Identify every line in the listing that contains the word "building" and copy each one.
◆ ◆ ◆ ◆
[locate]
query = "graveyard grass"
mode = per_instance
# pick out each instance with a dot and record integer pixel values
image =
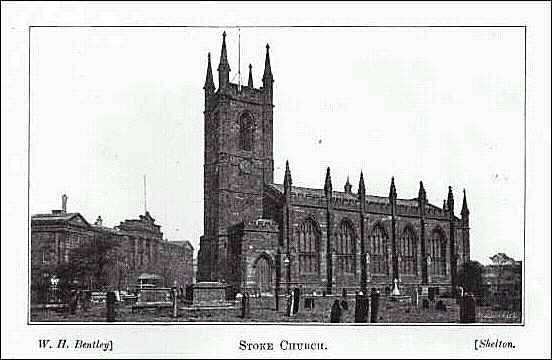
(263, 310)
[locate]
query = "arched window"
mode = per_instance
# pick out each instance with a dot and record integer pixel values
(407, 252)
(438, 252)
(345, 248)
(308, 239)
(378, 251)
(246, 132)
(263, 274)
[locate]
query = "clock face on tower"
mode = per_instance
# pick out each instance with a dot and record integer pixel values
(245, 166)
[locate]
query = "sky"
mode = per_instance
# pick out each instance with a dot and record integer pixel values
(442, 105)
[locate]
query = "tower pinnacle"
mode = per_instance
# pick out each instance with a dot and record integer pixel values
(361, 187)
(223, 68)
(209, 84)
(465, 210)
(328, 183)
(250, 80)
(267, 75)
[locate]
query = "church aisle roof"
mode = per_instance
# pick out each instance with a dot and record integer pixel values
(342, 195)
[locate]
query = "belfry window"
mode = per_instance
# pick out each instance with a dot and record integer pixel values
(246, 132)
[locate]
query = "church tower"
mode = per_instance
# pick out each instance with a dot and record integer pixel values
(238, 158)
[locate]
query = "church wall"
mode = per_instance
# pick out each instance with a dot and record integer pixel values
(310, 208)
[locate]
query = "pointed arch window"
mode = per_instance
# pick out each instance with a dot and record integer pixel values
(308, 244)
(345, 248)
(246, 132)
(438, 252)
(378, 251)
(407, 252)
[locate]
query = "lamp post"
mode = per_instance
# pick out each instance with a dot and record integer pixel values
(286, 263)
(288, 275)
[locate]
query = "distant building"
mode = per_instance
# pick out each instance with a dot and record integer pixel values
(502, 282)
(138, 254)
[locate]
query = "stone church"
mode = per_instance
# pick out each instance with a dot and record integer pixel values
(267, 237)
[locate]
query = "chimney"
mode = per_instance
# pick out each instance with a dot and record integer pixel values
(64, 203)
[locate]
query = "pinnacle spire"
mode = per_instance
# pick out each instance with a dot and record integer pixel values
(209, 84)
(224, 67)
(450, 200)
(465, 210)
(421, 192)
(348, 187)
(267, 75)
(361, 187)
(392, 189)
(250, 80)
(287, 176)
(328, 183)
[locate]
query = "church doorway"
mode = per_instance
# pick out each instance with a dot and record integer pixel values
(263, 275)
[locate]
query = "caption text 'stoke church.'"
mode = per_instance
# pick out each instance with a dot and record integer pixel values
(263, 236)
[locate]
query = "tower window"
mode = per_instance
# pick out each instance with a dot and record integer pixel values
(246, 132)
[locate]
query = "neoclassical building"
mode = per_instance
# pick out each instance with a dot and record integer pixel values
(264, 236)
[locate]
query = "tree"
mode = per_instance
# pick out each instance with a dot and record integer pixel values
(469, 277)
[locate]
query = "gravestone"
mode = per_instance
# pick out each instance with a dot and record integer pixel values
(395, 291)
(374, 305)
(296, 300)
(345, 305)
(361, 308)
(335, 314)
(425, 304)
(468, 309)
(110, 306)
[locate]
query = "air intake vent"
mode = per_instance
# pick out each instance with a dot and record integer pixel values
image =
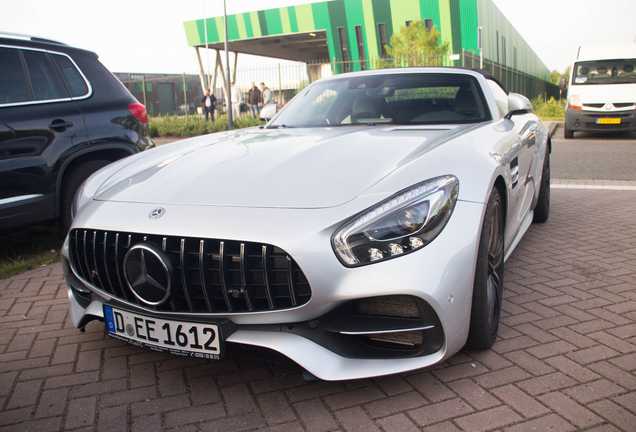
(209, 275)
◆ ◆ ◆ ◆
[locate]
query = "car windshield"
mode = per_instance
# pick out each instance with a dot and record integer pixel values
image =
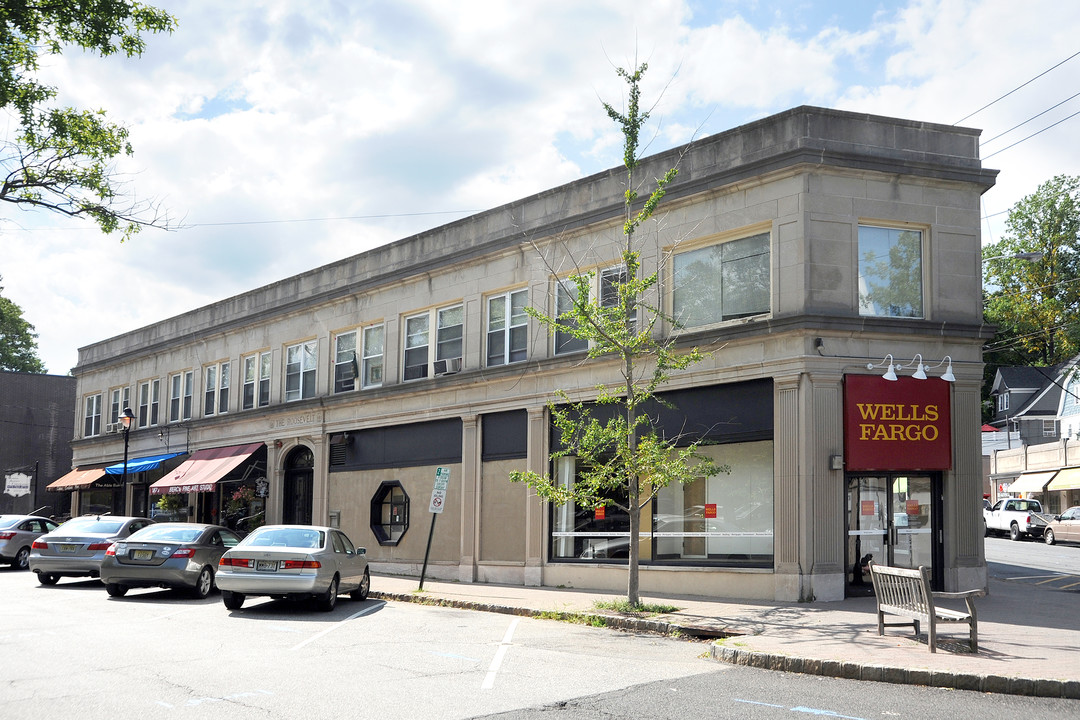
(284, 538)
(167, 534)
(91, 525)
◆ ◆ ◆ ◆
ANSWER TO THE EXERCISE:
query = "distant building"
query = "neoclassical building"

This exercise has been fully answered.